Extract to read >>
┄┄┄┄┄┄┄┄┄┄┄┄┄┄┄┄┄┄┄┄

How CLOVA X’s CAST system reveals AI’s role in daily life

CLOVA X, powered by NAVER’s powerful HyperCLOVA X language model, is a conversational AI system that goes beyond simple question-answering. Users can engage in natural conversations with CLOVA X while benefiting from its extensive search capabilities. Through a familiar chat interface, users can ask just about anything.

What are the most frequently asked topics on CLOVA X in Q4 2024?

Our analysis of user interactions revealed that writing and translation were the primary use cases for CLOVA X, showcasing the natural strengths of large language models. Users sought CLOVA X’s help across diverse areas of daily life, including education, career guidance, and health.

Through quarterly tracking of key user metrics, we identified notable patterns in usage behavior. We observed significant usage spikes during academic periods—March to June and September to December—among users in their 20s. This observation prompted a deeper investigation into whether this younger demographic displayed distinct conversation patterns.

Usage peaked during academic seasons (March-June and September-December)
Their most frequent interactions focused on writing, learning, programming, and personal conversations
Popular conversation themes were: #examprep #jobsearch #assignments #relationships

Compared to other age groups, users in their 20s primarily engaged with CLOVA X for tasks like crafting resumes, refining reports, preparing for exams through analysis of past questions and problem-solving, and practicing coding for job opportunities and certifications. What distinguishes this young demographic is their tendency to seek personal conversations and confide in the AI.

For these users, CLOVA X plays two essential roles: a running mate supporting their academic and career growth, and a trusted confidant helping them navigate personal relationships. This dual function allows CLOVA X to help users tackle both everyday challenges and significant life decisions while providing encouragement and support.

The questions users ask and the ongoing conversations reveal current societal needs and expectations around generative AI. Understanding these patterns and intentions is crucial for developing AI systems that genuinely enhance daily life. To gain these insights, CLOVA X leverages its proprietary CAST (CLOVA X log analysis and semantic tracking) clustering system, which analyzes conversation patterns and classifies user interactions by topic. In this post, we’ll explore how CAST works and share fascinating patterns we’ve discovered about user behavior.

┄┄┄┄┄┄┄┄┄┄┄┄┄┄┄┄┄┄┄┄

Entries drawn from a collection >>
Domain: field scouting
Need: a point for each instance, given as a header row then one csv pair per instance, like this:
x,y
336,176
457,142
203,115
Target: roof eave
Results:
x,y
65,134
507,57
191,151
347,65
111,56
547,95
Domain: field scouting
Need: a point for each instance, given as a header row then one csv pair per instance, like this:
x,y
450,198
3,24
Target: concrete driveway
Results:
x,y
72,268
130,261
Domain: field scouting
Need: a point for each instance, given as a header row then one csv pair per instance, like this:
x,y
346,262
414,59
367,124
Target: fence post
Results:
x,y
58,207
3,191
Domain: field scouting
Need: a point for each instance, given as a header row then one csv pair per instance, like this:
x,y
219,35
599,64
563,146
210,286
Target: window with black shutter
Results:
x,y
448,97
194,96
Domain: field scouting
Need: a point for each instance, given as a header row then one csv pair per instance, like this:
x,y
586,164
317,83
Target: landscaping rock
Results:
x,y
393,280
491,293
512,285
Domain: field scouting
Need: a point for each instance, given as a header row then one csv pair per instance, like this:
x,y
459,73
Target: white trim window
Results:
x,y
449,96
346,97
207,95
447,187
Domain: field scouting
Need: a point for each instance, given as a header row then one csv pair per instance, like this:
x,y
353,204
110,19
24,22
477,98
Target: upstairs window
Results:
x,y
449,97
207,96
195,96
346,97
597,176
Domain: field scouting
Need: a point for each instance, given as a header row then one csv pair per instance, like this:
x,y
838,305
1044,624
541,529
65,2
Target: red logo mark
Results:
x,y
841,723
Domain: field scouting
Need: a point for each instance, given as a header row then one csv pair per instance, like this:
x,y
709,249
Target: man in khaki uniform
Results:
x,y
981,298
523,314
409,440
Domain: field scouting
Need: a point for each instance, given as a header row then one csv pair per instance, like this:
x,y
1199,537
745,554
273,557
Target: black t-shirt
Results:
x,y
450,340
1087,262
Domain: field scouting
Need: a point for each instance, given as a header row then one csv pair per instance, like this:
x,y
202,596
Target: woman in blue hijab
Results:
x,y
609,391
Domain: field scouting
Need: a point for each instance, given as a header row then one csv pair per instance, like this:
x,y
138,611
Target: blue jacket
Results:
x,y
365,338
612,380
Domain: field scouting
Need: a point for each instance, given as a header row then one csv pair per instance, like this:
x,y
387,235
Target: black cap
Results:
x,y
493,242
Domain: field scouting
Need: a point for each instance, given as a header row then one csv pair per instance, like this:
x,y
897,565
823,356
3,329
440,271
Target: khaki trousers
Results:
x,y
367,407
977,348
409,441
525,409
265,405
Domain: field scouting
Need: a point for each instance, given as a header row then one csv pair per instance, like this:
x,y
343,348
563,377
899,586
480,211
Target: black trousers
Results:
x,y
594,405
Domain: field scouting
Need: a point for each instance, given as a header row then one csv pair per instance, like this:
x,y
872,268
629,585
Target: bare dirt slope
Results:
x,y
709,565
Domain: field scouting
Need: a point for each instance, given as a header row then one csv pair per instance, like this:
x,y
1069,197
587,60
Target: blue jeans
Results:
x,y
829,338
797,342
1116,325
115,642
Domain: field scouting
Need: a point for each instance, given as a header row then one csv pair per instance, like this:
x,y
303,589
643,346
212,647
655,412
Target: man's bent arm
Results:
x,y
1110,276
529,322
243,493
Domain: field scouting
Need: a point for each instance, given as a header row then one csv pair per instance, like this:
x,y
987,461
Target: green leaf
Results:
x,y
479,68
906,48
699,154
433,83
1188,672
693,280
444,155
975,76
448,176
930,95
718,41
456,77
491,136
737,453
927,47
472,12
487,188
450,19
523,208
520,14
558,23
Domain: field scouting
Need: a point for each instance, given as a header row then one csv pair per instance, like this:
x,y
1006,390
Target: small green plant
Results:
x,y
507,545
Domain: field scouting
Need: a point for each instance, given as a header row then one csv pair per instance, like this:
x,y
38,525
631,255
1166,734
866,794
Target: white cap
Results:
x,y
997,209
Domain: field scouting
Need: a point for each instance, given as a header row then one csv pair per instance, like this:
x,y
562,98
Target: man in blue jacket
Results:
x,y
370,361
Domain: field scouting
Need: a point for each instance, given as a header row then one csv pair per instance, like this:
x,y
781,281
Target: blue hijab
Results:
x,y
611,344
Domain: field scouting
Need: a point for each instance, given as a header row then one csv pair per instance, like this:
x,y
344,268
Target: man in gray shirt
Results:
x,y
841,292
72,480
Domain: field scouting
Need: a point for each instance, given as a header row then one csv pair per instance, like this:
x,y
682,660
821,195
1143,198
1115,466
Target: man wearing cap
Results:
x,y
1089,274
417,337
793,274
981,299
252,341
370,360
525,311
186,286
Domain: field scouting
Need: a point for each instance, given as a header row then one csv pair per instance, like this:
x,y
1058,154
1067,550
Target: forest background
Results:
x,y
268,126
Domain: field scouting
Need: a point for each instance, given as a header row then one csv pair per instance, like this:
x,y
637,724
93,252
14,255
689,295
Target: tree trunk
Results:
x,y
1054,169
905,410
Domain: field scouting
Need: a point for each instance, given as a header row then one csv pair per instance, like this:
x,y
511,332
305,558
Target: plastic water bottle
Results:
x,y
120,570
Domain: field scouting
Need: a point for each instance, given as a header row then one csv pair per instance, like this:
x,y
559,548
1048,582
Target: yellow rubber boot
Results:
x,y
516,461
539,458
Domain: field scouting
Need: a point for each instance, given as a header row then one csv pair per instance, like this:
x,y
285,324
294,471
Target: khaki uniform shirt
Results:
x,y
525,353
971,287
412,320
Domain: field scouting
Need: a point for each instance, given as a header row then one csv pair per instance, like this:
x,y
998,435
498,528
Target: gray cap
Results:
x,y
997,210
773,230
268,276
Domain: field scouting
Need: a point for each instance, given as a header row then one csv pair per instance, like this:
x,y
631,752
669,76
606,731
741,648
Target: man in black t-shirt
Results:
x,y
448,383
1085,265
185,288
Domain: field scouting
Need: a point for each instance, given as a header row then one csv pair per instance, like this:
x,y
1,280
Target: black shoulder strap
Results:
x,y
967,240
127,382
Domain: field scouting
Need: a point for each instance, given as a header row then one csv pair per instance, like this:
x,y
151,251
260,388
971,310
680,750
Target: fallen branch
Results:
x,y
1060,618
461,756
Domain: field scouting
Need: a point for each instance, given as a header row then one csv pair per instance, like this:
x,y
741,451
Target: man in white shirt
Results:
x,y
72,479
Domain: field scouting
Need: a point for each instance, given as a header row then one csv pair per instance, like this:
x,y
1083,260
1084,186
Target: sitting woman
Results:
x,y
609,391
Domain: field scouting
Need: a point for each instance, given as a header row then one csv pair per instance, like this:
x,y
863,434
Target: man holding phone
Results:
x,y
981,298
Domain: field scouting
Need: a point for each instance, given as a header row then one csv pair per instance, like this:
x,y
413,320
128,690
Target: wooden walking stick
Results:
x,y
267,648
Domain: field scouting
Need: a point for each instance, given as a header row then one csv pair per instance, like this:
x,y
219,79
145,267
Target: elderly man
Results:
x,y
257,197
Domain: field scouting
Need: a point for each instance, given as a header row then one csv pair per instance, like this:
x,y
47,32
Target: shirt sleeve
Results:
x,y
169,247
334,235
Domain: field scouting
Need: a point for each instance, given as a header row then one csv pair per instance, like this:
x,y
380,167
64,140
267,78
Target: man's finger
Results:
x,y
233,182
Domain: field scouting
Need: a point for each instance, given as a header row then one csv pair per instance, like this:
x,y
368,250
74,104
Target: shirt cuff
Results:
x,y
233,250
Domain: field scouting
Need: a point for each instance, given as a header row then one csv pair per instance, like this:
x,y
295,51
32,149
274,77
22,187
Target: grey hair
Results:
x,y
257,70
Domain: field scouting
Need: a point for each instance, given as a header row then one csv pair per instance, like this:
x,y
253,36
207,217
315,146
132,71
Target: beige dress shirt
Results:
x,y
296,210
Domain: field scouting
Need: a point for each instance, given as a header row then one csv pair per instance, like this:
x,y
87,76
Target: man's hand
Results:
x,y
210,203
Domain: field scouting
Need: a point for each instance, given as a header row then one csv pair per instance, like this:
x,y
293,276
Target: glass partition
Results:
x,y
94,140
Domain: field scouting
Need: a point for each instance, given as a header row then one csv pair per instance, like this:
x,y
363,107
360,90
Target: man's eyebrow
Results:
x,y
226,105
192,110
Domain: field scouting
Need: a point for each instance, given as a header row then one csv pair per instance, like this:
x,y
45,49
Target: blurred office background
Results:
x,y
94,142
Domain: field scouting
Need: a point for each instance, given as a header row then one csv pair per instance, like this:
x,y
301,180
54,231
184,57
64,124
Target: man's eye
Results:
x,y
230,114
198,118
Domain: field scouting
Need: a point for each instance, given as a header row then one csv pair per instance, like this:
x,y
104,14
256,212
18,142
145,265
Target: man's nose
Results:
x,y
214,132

┄┄┄┄┄┄┄┄┄┄┄┄┄┄┄┄┄┄┄┄

Tasks >>
1) Answer these questions using the CLOVA X article.
(a) Which language model powers CLOVA X?
(b) In which months did users in their 20s show usage spikes?
(c) What does CAST stand for?
2) Please pull out each line of the records that contains the word "hijab".

The solutions >>
1)
(a) NAVER's HyperCLOVA X
(b) March to June and September to December
(c) CLOVA X log analysis and semantic tracking

2)
Target: woman in blue hijab
Target: blue hijab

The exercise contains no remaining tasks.